#### [Document section]
Western Daily Press (Saturday)
Kingpin in drugs trafficking world jailed for 24 years
AMAJOR national cocaine kingpin was sentenced at Gloucester Crown Court following an investigation by Gloucestershire Police and the National Crime Agency into data taken from cracked military-grade encrypted criminal phones.
Helios Nanaj, 37, of Smugglers Way in London, was sentenced to 24 years in prison after the biggest drug bust in the county’s history.
Nanaj, nicknamed “Baldy”, was found guilty of four counts of conspiracy to supply Class A drugs and one count of conspiracy to import drugs in a complex case that exposed a major part of the UK cocaine trafficking network that saw hundreds of kilos of cocaine brought into the country.
Images taken from his phone show the Albanian-born man flaunting wads of cash and expensive designer goods from a device that he thought was completely secure.
It all came crashing down around the kingpin when the encrypted messaging service used by him and other criminals, Encrochat, was cracked by Europol in May 2020, revealing vast amounts of information about drug supply networks across the continent.
That same month, police arrested one of Nanaj’s runners in Gloucester with around £60,000 in cash from the sale of two kilos of cocaine.
The runner, Dhimitri Gjini, was found with an Encrochat encrypted phone, which Gloucestershire’s Serious
and Organised Crime Unit was able to access alongside the National Crime Agency to identify his supplier, London-based Nanaj.
Due to the cracked Encrochat logs, police were able to see that a man with the alias “Boboku” and “Lilacmind” was moving large amounts of Class A drugs around the country, including to Gloucestershire.

#### [Stated goal 1]
Return each line from the entries below that contains the string "white".

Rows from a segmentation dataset

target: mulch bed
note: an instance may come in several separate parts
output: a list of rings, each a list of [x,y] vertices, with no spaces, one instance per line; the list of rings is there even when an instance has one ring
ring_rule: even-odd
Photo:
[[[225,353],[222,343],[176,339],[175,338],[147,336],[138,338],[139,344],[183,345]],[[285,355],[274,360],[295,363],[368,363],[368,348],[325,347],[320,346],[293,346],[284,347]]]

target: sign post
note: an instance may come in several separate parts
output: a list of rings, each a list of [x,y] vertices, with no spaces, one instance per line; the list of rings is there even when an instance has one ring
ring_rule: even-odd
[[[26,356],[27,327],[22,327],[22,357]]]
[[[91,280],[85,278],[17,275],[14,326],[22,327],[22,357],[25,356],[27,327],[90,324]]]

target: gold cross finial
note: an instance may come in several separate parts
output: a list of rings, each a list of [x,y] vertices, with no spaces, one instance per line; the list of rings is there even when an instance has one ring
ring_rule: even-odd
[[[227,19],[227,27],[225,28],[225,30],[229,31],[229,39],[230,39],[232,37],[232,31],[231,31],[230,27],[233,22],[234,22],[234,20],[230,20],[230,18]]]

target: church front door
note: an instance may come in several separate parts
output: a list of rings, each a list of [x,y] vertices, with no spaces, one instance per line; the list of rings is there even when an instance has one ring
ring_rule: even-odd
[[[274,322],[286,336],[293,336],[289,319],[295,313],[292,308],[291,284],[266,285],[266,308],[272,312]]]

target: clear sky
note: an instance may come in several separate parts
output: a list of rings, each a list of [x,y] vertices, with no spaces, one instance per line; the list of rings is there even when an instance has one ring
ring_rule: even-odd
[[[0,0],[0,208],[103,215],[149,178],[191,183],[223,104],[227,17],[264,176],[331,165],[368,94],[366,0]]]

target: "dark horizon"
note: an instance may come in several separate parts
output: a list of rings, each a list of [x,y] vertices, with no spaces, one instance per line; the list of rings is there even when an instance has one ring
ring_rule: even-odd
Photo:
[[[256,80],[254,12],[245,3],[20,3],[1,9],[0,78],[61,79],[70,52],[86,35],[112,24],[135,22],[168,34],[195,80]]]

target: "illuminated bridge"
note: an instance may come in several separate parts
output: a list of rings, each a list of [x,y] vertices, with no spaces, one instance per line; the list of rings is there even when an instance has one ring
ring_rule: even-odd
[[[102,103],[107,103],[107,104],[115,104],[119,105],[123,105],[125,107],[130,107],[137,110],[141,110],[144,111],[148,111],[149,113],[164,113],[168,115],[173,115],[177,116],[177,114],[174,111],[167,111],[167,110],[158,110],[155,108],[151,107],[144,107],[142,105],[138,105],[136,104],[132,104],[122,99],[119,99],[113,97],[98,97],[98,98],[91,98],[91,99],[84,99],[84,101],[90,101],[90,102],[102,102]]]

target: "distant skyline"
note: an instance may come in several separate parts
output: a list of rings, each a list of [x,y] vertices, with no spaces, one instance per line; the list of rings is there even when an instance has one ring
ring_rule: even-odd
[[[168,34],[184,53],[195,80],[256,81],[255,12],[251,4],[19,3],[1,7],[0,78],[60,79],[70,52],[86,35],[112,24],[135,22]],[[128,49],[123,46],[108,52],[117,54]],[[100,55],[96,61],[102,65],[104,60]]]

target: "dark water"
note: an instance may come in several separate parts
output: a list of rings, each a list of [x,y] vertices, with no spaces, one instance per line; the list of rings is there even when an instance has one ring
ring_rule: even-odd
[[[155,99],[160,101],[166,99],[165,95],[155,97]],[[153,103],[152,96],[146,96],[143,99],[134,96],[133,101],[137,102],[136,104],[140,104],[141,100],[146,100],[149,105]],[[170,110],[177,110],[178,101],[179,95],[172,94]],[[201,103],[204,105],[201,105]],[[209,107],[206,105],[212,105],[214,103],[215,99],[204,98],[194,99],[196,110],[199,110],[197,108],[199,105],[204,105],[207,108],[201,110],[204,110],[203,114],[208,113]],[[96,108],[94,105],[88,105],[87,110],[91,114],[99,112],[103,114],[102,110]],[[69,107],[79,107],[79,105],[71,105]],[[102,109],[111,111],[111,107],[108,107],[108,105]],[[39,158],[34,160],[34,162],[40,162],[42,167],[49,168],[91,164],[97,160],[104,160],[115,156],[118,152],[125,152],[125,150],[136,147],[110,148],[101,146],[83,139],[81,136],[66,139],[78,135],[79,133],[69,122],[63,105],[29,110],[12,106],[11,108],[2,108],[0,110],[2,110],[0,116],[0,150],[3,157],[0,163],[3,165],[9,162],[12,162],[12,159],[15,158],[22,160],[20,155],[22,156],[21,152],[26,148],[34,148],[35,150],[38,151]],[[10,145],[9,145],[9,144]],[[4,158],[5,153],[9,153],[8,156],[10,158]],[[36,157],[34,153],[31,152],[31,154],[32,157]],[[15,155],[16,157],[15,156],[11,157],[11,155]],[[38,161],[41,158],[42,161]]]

* * *

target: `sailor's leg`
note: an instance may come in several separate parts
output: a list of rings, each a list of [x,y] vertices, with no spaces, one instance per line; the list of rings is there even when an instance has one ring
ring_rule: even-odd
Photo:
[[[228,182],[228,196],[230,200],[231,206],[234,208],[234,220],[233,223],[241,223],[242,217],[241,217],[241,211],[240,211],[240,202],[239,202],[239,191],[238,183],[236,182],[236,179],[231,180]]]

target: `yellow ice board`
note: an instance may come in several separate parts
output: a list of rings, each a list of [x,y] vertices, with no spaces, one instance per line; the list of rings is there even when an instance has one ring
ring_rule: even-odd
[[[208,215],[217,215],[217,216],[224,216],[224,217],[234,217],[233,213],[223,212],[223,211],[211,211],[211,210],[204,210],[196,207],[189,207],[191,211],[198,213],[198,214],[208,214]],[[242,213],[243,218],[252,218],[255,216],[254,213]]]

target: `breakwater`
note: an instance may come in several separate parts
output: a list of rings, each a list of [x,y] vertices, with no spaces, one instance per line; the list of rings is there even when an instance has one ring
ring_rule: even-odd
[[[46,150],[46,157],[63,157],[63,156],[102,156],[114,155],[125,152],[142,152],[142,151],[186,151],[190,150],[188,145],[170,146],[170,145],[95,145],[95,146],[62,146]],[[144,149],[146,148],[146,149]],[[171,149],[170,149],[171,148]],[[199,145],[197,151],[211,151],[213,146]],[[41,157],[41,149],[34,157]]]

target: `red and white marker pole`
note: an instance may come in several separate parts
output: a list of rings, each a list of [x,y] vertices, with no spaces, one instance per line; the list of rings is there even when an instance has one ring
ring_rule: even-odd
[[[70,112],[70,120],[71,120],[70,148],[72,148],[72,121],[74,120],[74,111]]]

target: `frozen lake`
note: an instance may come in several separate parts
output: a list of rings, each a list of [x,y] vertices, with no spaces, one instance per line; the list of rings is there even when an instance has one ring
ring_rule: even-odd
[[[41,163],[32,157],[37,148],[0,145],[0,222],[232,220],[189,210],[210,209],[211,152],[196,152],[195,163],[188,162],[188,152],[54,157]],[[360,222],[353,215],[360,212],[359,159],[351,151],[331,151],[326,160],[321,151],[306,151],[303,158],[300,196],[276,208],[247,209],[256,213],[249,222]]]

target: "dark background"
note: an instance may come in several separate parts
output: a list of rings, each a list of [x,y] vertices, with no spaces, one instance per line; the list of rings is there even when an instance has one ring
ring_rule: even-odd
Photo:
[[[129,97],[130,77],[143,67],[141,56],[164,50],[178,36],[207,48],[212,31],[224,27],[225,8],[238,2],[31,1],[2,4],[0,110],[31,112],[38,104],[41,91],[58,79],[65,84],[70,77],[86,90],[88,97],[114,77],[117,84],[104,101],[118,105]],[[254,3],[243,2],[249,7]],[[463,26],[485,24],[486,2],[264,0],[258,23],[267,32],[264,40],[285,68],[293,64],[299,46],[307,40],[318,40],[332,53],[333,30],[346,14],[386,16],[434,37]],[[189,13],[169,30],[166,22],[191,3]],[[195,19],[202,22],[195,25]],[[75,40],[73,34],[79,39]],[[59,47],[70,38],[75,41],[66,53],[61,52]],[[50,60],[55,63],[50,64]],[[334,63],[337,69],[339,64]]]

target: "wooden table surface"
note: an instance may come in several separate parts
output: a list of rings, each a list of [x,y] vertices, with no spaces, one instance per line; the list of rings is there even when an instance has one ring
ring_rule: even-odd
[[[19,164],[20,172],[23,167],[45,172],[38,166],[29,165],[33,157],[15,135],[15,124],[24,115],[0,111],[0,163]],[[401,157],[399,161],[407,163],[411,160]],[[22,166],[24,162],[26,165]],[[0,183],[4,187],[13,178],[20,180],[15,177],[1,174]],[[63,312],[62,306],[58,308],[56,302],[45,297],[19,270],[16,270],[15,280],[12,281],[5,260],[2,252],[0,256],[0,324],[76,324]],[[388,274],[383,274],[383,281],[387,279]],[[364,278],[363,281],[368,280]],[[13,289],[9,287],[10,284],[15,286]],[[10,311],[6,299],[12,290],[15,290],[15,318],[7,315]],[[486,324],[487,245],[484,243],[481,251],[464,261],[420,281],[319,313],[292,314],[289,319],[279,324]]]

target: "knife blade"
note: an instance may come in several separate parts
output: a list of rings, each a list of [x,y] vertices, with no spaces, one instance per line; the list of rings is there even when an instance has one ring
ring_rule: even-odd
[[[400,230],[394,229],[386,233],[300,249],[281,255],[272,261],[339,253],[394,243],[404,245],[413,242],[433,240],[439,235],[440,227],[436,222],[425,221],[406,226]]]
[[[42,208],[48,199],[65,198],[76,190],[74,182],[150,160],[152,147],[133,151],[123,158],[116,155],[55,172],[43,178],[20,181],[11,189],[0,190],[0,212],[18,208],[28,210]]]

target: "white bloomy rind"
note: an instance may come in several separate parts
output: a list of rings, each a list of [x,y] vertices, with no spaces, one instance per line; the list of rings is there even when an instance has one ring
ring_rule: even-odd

--

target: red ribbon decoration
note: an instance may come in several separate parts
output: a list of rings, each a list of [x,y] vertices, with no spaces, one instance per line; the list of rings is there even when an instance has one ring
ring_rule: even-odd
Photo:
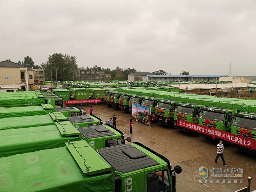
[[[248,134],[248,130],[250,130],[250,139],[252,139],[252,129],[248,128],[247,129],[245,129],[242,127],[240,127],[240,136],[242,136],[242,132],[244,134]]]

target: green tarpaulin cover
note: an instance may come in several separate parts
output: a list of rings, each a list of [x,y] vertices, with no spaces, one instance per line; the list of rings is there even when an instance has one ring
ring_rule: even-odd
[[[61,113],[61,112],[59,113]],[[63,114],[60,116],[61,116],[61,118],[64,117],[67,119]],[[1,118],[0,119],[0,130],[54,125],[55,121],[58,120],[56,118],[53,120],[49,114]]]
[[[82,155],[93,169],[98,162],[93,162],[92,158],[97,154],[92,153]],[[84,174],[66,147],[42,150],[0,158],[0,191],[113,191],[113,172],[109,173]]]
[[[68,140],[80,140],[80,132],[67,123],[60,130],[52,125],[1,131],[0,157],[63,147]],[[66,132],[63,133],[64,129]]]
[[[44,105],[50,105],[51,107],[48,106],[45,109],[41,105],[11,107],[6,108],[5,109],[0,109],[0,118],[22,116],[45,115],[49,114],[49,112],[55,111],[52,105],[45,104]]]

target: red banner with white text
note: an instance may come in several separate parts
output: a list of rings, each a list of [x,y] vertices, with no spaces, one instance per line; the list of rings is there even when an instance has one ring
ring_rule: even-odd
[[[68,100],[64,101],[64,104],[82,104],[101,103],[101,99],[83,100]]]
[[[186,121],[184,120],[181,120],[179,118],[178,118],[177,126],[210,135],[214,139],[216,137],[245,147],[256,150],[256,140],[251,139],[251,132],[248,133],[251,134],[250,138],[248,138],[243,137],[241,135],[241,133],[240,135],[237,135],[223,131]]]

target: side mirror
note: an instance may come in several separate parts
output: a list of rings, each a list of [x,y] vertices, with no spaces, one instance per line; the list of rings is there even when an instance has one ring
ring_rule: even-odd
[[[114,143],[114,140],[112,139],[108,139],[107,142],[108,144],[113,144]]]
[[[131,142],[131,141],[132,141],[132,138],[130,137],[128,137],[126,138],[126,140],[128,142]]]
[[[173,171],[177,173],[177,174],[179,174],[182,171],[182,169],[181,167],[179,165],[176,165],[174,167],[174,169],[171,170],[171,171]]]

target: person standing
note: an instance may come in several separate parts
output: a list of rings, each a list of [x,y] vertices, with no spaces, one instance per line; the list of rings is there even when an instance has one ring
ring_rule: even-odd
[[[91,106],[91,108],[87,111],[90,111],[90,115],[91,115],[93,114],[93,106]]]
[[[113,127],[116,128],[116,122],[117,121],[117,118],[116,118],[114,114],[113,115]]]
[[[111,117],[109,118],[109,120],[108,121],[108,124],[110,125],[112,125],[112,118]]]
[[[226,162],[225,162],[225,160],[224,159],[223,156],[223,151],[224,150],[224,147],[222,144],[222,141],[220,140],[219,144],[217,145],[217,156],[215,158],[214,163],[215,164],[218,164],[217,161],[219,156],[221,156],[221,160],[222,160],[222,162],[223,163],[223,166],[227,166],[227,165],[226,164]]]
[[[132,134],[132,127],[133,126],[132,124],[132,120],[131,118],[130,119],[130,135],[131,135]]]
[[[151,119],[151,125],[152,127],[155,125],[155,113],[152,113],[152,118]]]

#### [Stated goal 2]
Summarize the news article in two sentences.

#### [Written solution 1]
target: `red and white marker pole`
target: "white bloomy rind"
target: red banner with white text

#### [Written solution 2]
Helios Nanaj, a 37-year-old London man nicknamed "Baldy," was sentenced at Gloucester Crown Court to 24 years in prison after being found guilty of four counts of conspiracy to supply Class A drugs and one count of conspiracy to import drugs. The conviction followed an investigation by Gloucestershire Police and the National Crime Agency into data from the Encrochat encrypted messaging service, which Europol cracked in May 2020, and police identified him as the supplier through the Encrochat phone of a runner arrested in Gloucester with around £60,000 in cash.